Arrange the entries below as a two-column CSV with the header row entry_text,answer and one row per entry. Put each entry's wording and its answer in one quoted field apiece, with line breaks replaced by spaces.

STORED DATA:
— START —
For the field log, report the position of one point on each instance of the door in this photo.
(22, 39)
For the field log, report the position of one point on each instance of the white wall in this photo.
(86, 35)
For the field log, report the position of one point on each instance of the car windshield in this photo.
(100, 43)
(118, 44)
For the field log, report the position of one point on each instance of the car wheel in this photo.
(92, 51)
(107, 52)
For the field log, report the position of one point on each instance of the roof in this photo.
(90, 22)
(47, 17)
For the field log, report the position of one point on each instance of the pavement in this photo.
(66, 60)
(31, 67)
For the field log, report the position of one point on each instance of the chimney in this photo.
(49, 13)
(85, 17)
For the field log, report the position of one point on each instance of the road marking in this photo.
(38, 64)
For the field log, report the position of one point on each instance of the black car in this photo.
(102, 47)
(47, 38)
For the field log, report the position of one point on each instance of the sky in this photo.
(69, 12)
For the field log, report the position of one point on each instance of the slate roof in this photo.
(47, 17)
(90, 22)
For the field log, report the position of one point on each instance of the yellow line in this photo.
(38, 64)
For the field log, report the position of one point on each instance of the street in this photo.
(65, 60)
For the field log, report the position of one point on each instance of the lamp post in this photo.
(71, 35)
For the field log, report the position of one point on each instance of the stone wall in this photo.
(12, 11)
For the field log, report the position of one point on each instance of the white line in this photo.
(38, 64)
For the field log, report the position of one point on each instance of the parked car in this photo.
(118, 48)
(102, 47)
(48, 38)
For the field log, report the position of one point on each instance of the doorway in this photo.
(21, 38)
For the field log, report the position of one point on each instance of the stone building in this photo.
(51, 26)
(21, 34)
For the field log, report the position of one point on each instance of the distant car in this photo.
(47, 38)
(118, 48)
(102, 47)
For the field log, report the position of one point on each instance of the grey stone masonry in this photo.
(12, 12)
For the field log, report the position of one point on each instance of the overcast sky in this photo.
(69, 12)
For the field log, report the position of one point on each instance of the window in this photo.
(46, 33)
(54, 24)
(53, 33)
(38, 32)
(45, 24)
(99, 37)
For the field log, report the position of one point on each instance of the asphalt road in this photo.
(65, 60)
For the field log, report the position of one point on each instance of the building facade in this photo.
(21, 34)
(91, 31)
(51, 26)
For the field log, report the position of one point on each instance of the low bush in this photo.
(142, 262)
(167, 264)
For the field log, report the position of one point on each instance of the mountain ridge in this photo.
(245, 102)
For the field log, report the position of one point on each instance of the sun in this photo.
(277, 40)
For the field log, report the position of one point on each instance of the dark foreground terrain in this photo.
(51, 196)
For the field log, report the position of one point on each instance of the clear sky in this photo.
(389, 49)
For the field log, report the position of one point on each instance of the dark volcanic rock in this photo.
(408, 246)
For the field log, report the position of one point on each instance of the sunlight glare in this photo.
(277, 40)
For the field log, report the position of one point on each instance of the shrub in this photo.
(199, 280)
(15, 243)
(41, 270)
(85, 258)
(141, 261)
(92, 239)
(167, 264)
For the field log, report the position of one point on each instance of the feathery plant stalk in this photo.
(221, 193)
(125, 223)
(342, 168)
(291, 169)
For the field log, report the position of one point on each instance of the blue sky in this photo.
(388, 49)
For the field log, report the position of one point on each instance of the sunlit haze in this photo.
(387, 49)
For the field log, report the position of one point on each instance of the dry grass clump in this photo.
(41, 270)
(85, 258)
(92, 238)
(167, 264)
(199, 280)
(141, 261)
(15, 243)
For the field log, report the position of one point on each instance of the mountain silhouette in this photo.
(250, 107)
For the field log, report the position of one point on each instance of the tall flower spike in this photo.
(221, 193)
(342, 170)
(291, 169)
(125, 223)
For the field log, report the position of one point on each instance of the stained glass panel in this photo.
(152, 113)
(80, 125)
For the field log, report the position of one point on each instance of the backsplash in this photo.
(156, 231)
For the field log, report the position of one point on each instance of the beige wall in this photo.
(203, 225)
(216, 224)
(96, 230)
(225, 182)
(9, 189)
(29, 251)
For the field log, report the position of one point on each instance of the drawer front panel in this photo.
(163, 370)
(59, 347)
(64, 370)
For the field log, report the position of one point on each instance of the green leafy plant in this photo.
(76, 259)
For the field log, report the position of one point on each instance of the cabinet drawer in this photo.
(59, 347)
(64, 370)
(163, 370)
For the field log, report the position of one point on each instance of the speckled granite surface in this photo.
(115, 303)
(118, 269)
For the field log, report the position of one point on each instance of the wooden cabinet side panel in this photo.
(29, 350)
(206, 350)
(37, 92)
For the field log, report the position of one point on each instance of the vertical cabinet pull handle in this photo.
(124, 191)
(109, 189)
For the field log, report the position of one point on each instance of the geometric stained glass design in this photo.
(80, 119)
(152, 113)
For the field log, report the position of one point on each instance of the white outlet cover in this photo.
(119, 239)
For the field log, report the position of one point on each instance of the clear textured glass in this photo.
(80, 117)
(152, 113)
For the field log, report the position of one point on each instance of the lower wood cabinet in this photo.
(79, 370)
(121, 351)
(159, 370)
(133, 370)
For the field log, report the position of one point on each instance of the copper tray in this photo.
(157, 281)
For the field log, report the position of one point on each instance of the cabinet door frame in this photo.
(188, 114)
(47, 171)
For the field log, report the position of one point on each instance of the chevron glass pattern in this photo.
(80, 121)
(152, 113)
— END —
ANSWER TO THE EXERCISE:
entry_text,answer
"For the field log, report the position of one point on each instance of the door in this photo.","(22, 39)"
"For the field log, report the position of one point on each instance of the white wall in this photo.","(86, 35)"
"For the field log, report the position of one point on each instance of the car windshield in this photo.","(100, 43) (118, 44)"
"For the field log, report the position of one point on each instance of the car wheel in this photo.","(92, 51) (107, 52)"
"For the field log, report the position of one point on each instance of the roof in this photo.","(90, 22) (47, 17)"
"For the field log, report the position of one point on each instance of the pavement in this photo.","(66, 60) (31, 67)"
"For the field log, report the position of one point on each instance of the chimney in this photo.","(49, 13) (85, 17)"
"For the field log, report the position of one point on each instance of the road marking in this photo.","(38, 64)"
"For the field log, report the position of one point on each instance of the black car in this photo.","(102, 47) (47, 38)"
"For the field log, report the position of one point on each instance of the sky in this photo.","(69, 12)"
"For the field log, report the position of one point on each instance of the slate roof in this photo.","(47, 17) (90, 22)"
"For the field log, report the position of one point on each instance of the yellow line in this photo.","(38, 64)"
"For the field log, report the position of one point on each instance of the street in this photo.","(65, 60)"
"For the field log, report the position of one point on each instance of the lamp post in this photo.","(71, 35)"
"For the field log, report the position of one point on each instance of the stone wall in this photo.","(12, 11)"
"For the field log, report the position of one point on each instance of the white line in this photo.","(38, 64)"
"For the field log, report the position of one point on each instance of the parked car in this photo.","(118, 48) (102, 47) (48, 38)"
"For the field log, report the position of one point on each instance of the doorway in this photo.","(21, 38)"
"For the field log, report the position of one point on each instance of the stone building in this photo.","(51, 26) (21, 34)"
"For the field log, report the position of one point on each instance of the distant car in this photo.","(47, 38) (118, 48) (102, 47)"
"For the field log, report the position of one point on each instance of the grey stone masonry in this photo.","(12, 12)"
"For the field log, report the position of one point on each instance of the overcast sky in this photo.","(69, 12)"
"For the field log, report the position of one point on each instance of the window in this photo.","(46, 33) (54, 24) (53, 33) (38, 32) (45, 24) (99, 37)"
"For the field log, report the position of one point on each instance of the asphalt road in this photo.","(65, 60)"
"For the field log, report the position of one point on each instance of the building facade in this photo.","(21, 34) (91, 31) (51, 26)"
"For the field log, report the position of one point on each instance of the low bush in this photo.","(142, 262) (167, 264)"
"For the field log, report the position of one point on each instance of the mountain ridge in this photo.","(245, 102)"
"For the field log, report the position of one point on each instance of the sun in this photo.","(277, 40)"
"For the field log, report the position of one point on each instance of the dark foreground terrain in this photo.","(51, 196)"
"For the field log, report the position of one point on each instance of the clear sky in this photo.","(389, 49)"
"For the field log, report the position of one point on each instance of the dark volcanic rock in this photo.","(408, 246)"
"For the field log, report the position of one point on each instance of the sunlight glare in this photo.","(277, 40)"
"For the field log, report the position of one point on each instance of the shrub in this photo.","(199, 280) (15, 243) (41, 270) (85, 258) (141, 261) (92, 239) (167, 264)"
"For the field log, report the position of one point on each instance of the feathery plant stalk in this photo.","(221, 193) (125, 223) (342, 168) (291, 169)"
"For the field log, report the position of one point on each instance of the blue sky in this photo.","(388, 49)"
"For the field log, report the position of one point on each instance of the sunlit haze in this photo.","(387, 49)"
"For the field log, report the position of one point on each instance of the dry grass clump in this photo.","(41, 270) (85, 258) (92, 238) (167, 264) (199, 280) (141, 261) (15, 243)"
"For the field log, report the position of one point on each instance of the mountain silhouette in this photo.","(250, 107)"
"For the field log, report the position of one point on each instance of the tall flower spike in this photo.","(221, 193) (342, 170) (291, 169) (125, 223)"
"For the field log, report the position of one point on each instance of the stained glass panel in this photo.","(152, 113) (80, 125)"
"For the field log, report the position of one point on each instance of the backsplash in this photo.","(156, 231)"
"For the field log, report the position of one point on each instance of the beige wall in this photo.","(203, 225) (216, 224) (96, 230) (225, 182) (9, 189) (29, 251)"
"For the field log, report the position of one point on each instance of the drawer front panel in this photo.","(163, 370) (59, 347) (64, 370)"
"For the field log, report the position of one point on each instance of the green leafy plant in this photo.","(76, 259)"
"For the field log, report the position of one point on each instance of the cabinet drawer in this photo.","(59, 347) (64, 370) (163, 370)"
"For the field log, report the position of one point on each instance of the speckled granite surface in this photo.","(115, 303) (118, 269)"
"For the field log, report the position of one point on each instance of the wooden cabinet side panel in this photo.","(29, 350) (206, 350) (37, 92)"
"For the field log, report the position of one point on each instance of the vertical cabinet pull handle in this photo.","(124, 191) (109, 189)"
"For the field log, report the position of one point on each instance of the geometric stained glass design in this photo.","(80, 119) (152, 113)"
"For the field log, report the position of one point on each instance of the white outlet cover in this photo.","(119, 239)"
"For the field log, report the position of one point on each instance of the clear textured glass in this photo.","(80, 117) (152, 113)"
"For the field log, report the position of one point on each instance of the lower wood cabinet in this photo.","(79, 370) (121, 351) (159, 370) (133, 370)"
"For the field log, report the position of one point on each instance of the copper tray in this photo.","(157, 281)"
"For the field log, report the position of one point on each instance of the cabinet door frame in this photo.","(188, 114) (47, 171)"
"For the field log, report the position of one point on each instance of the chevron glass pattern in this photo.","(80, 121) (152, 113)"